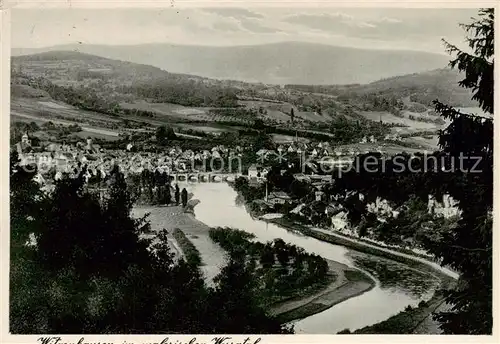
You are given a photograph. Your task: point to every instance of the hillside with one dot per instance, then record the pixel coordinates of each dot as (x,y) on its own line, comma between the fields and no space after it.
(137,92)
(421,88)
(280,63)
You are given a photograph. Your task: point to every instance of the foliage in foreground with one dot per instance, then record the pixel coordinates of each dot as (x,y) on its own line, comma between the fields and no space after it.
(89,271)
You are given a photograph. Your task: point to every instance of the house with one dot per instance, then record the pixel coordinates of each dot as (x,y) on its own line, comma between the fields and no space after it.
(25,139)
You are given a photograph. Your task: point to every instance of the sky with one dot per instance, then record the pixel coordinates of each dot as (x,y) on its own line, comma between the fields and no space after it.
(375,28)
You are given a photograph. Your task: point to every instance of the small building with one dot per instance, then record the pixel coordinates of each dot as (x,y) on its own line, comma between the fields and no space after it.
(25,139)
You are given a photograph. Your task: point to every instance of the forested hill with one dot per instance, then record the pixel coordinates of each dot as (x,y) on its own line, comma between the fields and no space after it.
(420,88)
(277,63)
(85,80)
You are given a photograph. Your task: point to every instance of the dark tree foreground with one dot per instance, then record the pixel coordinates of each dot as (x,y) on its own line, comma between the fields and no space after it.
(466,246)
(87,270)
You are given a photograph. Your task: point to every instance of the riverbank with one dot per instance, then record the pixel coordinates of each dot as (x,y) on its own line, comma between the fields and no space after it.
(213,257)
(348,283)
(416,262)
(412,320)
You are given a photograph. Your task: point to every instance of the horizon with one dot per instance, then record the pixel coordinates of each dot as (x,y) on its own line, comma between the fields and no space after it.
(403,29)
(72,45)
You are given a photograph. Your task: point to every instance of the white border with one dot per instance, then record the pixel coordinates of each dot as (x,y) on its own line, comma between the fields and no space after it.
(4,183)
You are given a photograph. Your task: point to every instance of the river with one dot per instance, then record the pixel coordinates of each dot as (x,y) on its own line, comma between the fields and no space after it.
(397,284)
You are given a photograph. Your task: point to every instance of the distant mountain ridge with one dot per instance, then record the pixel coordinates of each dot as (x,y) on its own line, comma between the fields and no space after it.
(278,63)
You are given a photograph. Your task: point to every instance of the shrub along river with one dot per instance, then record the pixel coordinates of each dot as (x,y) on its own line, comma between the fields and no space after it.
(398,285)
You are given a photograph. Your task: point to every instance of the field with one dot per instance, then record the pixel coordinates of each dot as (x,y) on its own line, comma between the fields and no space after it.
(390,118)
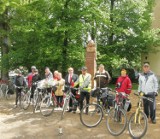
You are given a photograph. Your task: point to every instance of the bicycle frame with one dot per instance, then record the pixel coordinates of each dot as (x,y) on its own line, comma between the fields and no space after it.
(139,108)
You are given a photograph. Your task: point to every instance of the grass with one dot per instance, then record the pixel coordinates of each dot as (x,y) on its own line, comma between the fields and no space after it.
(134,86)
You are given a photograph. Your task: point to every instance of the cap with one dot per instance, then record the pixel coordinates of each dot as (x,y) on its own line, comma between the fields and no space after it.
(33,67)
(18,71)
(84,68)
(146,64)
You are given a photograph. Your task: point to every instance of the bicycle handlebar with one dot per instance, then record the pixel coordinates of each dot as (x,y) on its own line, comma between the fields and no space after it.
(142,96)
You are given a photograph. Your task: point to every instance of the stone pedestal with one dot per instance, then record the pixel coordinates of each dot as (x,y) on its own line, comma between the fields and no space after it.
(91,59)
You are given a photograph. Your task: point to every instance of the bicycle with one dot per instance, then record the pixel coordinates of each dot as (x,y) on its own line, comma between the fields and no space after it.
(70,95)
(117,119)
(138,121)
(27,99)
(21,95)
(4,91)
(92,114)
(48,103)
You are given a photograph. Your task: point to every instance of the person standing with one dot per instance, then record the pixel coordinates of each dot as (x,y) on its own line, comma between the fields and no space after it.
(48,74)
(36,77)
(70,79)
(30,75)
(19,82)
(55,75)
(148,84)
(84,82)
(102,77)
(123,83)
(59,92)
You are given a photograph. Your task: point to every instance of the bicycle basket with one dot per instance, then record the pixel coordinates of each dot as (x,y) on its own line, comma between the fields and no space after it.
(127,105)
(95,92)
(41,84)
(111,99)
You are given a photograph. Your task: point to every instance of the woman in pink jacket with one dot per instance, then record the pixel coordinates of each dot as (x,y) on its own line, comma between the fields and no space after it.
(124,83)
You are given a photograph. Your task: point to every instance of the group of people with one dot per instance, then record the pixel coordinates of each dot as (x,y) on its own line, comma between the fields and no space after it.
(148,84)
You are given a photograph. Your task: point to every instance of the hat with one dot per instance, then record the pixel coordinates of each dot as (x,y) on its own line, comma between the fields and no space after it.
(146,64)
(33,67)
(18,71)
(84,68)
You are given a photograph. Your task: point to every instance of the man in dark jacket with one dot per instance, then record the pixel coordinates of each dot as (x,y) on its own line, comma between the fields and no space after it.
(36,77)
(69,82)
(101,77)
(19,84)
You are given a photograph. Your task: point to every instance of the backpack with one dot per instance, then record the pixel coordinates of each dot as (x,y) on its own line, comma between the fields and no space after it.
(19,81)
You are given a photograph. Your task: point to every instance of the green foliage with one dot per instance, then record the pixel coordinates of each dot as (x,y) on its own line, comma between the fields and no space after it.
(54,33)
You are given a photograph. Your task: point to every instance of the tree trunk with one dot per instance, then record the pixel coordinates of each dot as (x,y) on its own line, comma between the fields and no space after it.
(4,42)
(111,19)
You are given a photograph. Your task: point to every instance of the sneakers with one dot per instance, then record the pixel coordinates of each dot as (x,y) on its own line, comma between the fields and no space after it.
(15,106)
(154,121)
(69,110)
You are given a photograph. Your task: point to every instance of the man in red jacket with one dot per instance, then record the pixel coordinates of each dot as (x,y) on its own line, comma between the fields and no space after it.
(124,83)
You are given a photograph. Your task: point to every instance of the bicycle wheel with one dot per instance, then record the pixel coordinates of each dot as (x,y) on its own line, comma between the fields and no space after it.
(46,106)
(137,125)
(91,115)
(37,102)
(26,101)
(64,108)
(116,121)
(20,100)
(8,95)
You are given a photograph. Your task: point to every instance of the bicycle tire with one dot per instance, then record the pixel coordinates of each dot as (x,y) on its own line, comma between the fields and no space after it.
(20,99)
(1,94)
(115,120)
(64,108)
(142,120)
(46,106)
(26,101)
(91,115)
(37,103)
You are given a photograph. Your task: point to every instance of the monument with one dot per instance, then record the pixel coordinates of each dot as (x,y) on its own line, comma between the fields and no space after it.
(91,59)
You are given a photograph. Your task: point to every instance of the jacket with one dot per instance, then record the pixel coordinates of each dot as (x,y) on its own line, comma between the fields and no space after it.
(148,83)
(84,82)
(20,81)
(60,87)
(102,79)
(74,78)
(124,84)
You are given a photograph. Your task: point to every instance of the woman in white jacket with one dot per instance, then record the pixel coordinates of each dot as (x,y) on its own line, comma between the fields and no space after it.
(148,84)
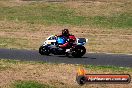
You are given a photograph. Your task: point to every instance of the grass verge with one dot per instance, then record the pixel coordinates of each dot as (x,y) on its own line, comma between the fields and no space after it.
(30,84)
(38,75)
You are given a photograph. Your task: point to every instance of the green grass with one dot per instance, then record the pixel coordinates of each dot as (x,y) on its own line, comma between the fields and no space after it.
(14,42)
(107,68)
(53,13)
(30,84)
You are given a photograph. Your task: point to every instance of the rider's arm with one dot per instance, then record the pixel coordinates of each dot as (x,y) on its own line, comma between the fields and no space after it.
(64,45)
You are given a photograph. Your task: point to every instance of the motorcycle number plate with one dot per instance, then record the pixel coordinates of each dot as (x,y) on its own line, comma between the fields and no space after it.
(67,50)
(48,42)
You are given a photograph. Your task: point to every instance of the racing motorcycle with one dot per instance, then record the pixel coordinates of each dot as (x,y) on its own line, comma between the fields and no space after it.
(51,46)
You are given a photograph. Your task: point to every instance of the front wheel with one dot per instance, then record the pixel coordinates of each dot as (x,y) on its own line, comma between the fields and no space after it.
(44,50)
(78,51)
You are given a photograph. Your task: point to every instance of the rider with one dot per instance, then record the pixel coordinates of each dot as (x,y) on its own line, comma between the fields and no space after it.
(65,33)
(70,42)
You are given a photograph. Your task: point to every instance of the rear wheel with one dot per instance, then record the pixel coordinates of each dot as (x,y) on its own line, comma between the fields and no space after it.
(44,50)
(78,51)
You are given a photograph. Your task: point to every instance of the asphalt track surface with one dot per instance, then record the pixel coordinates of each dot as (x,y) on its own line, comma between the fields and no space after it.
(120,60)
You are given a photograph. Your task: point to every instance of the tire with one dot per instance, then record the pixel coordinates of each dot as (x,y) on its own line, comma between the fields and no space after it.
(78,51)
(44,50)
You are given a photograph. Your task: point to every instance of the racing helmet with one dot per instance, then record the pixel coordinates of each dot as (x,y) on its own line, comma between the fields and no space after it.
(61,40)
(65,32)
(72,38)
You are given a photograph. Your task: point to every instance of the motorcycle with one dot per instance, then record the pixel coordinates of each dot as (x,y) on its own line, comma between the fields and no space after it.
(51,46)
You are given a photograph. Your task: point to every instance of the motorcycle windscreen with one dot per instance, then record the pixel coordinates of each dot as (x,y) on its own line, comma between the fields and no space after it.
(61,40)
(81,41)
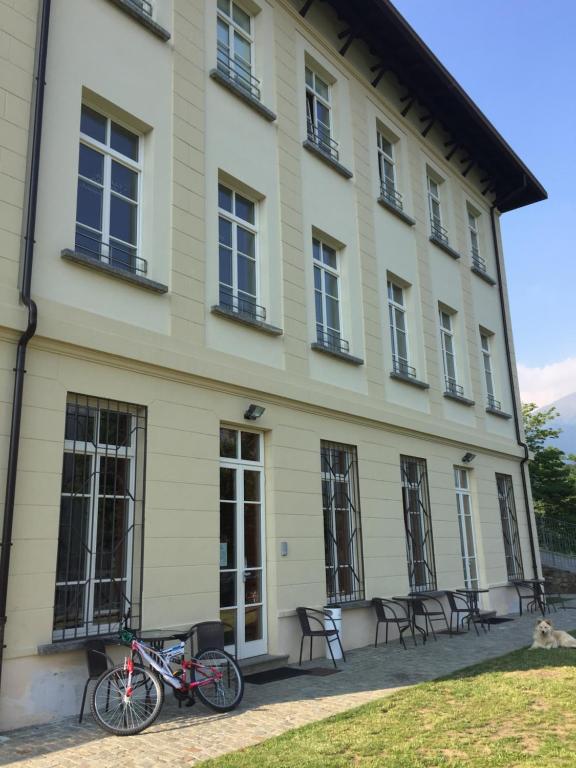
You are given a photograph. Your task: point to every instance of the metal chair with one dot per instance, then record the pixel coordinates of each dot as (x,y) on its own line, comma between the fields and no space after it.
(391,612)
(305,615)
(98,662)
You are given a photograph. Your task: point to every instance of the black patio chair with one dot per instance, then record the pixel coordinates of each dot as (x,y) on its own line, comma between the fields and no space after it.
(305,616)
(98,662)
(390,612)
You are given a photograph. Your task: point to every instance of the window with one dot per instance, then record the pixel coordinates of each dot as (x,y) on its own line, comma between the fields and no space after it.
(327,297)
(109,181)
(318,114)
(512,551)
(438,230)
(449,354)
(387,171)
(488,374)
(399,330)
(237,235)
(342,530)
(236,46)
(466,525)
(99,565)
(418,524)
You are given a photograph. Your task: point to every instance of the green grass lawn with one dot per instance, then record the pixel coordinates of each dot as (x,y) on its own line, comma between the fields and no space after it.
(517,710)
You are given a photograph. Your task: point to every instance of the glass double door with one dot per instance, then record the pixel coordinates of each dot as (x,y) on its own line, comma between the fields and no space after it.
(242,561)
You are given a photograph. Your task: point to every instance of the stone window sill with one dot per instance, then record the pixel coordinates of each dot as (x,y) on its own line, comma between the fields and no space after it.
(459,399)
(444,247)
(338,167)
(409,380)
(107,269)
(142,18)
(344,356)
(397,212)
(243,95)
(483,275)
(229,314)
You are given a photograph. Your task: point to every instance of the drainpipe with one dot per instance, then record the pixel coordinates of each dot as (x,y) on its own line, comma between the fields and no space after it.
(28,252)
(515,410)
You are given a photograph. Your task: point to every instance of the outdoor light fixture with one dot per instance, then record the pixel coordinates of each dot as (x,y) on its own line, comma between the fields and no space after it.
(253,412)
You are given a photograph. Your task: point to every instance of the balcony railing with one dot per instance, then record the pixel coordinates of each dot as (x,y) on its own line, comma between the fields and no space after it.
(438,231)
(113,253)
(238,72)
(401,366)
(332,340)
(319,135)
(391,195)
(243,306)
(452,388)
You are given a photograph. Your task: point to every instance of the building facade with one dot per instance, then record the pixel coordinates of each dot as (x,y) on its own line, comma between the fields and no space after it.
(272,363)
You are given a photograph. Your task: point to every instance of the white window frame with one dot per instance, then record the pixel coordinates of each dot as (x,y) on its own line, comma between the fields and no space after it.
(110,155)
(236,222)
(466,526)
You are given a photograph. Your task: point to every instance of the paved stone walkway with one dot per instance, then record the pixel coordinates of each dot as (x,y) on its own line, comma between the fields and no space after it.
(187,736)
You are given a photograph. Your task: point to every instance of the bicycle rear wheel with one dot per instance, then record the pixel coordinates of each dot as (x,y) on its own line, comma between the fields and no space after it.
(223,694)
(124,715)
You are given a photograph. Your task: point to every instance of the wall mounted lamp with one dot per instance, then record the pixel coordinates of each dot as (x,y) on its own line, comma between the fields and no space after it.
(254,412)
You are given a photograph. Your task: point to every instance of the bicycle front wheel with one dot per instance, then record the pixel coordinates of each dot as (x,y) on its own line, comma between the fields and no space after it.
(123,712)
(221,685)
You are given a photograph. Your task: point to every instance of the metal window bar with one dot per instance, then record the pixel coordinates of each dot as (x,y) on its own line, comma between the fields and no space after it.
(332,340)
(418,524)
(112,253)
(391,195)
(237,71)
(438,231)
(453,388)
(401,366)
(100,542)
(512,550)
(241,305)
(342,523)
(319,135)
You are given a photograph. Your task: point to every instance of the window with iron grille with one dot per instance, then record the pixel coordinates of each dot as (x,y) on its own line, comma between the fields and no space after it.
(512,550)
(418,524)
(342,529)
(100,538)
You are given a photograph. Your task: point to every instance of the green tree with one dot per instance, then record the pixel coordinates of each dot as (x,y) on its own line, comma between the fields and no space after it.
(553,480)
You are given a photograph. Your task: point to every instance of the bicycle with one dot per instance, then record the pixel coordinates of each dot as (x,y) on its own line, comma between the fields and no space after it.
(128,697)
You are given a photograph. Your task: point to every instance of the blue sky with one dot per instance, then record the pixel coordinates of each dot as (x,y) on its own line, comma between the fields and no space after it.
(515,58)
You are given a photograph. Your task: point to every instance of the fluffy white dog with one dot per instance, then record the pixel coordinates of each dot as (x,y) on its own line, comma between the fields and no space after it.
(545,636)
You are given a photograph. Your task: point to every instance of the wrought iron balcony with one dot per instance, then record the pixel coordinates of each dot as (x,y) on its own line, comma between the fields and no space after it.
(320,136)
(113,253)
(238,72)
(332,340)
(391,195)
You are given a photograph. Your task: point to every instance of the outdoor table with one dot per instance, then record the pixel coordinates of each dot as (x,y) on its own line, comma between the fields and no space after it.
(410,601)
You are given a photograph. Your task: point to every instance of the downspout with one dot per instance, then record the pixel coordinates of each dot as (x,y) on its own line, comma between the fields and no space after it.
(25,298)
(515,411)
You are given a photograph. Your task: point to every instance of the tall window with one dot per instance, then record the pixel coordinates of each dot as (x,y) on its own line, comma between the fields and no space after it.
(488,374)
(449,354)
(235,46)
(327,296)
(399,330)
(99,566)
(466,525)
(512,551)
(342,529)
(237,253)
(318,113)
(418,524)
(108,199)
(387,170)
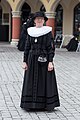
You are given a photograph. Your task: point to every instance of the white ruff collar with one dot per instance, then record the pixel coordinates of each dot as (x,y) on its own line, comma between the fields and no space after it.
(36,32)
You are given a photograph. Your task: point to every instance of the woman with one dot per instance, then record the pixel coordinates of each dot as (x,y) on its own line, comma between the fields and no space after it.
(39,88)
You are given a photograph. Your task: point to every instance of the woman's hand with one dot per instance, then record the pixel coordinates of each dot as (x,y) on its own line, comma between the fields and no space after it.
(25,66)
(50,66)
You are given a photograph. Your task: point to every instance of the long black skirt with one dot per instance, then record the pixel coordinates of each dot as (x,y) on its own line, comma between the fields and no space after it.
(39,88)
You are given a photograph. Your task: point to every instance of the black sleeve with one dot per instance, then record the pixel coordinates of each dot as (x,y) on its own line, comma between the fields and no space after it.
(50,47)
(27,48)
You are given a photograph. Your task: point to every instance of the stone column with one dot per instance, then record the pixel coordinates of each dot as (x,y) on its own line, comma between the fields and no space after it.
(16,21)
(51,20)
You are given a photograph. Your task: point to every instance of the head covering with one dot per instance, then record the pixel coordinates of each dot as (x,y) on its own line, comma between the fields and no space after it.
(40,14)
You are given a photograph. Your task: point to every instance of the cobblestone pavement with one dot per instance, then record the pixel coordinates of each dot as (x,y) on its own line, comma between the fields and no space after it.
(67,67)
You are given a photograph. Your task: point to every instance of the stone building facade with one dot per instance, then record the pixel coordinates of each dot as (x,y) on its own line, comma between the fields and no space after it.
(63,16)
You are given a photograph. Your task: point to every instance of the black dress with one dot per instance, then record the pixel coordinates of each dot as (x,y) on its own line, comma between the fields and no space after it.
(39,86)
(23,35)
(72,45)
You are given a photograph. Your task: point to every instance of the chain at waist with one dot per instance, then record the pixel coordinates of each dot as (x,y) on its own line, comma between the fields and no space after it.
(37,52)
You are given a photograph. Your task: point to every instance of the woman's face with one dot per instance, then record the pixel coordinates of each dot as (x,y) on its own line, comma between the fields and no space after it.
(39,21)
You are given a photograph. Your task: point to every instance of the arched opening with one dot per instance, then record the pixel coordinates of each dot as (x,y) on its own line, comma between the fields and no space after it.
(76,28)
(59,20)
(26,10)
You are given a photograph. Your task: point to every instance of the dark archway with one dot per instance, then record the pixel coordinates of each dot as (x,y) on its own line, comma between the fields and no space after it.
(0,15)
(26,10)
(59,20)
(4,29)
(76,27)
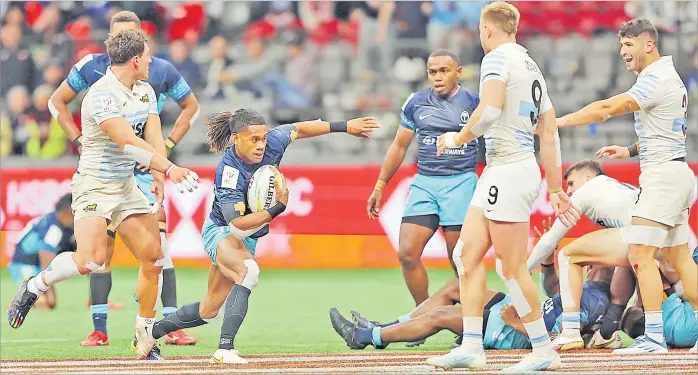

━━━━━━━━━━━━━━━━

= REQUEST =
Select every line in the rows above that contains the word "front", treating uppercase and lowercase as distinct.

= FULL OUTPUT =
You are given a photograph. Your task: point to every instance of the front wheel with one dot per instance, then record the pixel coordinates of each dot as (x,y) on its own line, comma between the fields and no space after it.
You are given a photograph. Your task: point to every instance of the bicycle front wheel with one dot per instance, then record the pixel coordinates of each dot as (x,y) on its own line, comma between the fields and no space after it.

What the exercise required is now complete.